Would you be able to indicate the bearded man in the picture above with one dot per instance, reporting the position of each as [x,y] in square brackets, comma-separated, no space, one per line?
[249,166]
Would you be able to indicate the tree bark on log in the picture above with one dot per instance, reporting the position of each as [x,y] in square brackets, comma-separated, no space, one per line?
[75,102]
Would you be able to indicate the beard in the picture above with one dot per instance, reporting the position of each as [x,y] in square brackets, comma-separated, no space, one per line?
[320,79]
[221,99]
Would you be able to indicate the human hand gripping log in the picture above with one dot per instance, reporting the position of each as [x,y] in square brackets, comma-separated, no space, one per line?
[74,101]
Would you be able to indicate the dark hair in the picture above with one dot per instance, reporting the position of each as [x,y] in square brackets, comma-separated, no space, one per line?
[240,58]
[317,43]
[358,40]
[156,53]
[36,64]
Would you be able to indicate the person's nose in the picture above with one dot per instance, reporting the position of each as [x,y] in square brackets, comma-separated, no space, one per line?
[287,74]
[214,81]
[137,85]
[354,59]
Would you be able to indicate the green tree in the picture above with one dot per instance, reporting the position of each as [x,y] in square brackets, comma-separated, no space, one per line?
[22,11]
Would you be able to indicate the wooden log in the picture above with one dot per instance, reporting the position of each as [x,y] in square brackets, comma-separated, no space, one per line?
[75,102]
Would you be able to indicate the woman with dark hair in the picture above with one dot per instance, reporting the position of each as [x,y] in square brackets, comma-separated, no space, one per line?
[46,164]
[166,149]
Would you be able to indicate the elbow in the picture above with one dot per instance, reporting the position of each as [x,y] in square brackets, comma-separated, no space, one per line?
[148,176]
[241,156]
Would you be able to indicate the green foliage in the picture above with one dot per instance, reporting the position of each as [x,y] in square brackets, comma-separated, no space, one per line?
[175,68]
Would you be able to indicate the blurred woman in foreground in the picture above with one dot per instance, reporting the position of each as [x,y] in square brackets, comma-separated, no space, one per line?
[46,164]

────────

▸ Problem description
Write out exactly the lines from the line containing "Would you be able to indicate the woman" to the end of the listing above, both included, and nothing else.

▸ Completed task
Would you be able to indicate the woman with dark hair in the picture above with one dot per instance, reporting the position of each as [x,y] in square brackets, comma-separated, no space, one per line?
[46,164]
[166,149]
Would you be able to indicate the elbow in the picture above with one dot per instance, reporting the position of each as [x,y] in square brackets, comma-separated, no space, one per line?
[148,176]
[241,156]
Would you be able to indicate the green foliage in the picture above with one dot per instance, reporting the position of each as [x,y] in square brackets, comma-separated, no space, one per line?
[175,68]
Would you be able to indicate the blurred woman in foreground in the picture above with one dot per instance, reporting the position of each as [x,y] in square brackets, comma-separated, no space, one per line?
[46,164]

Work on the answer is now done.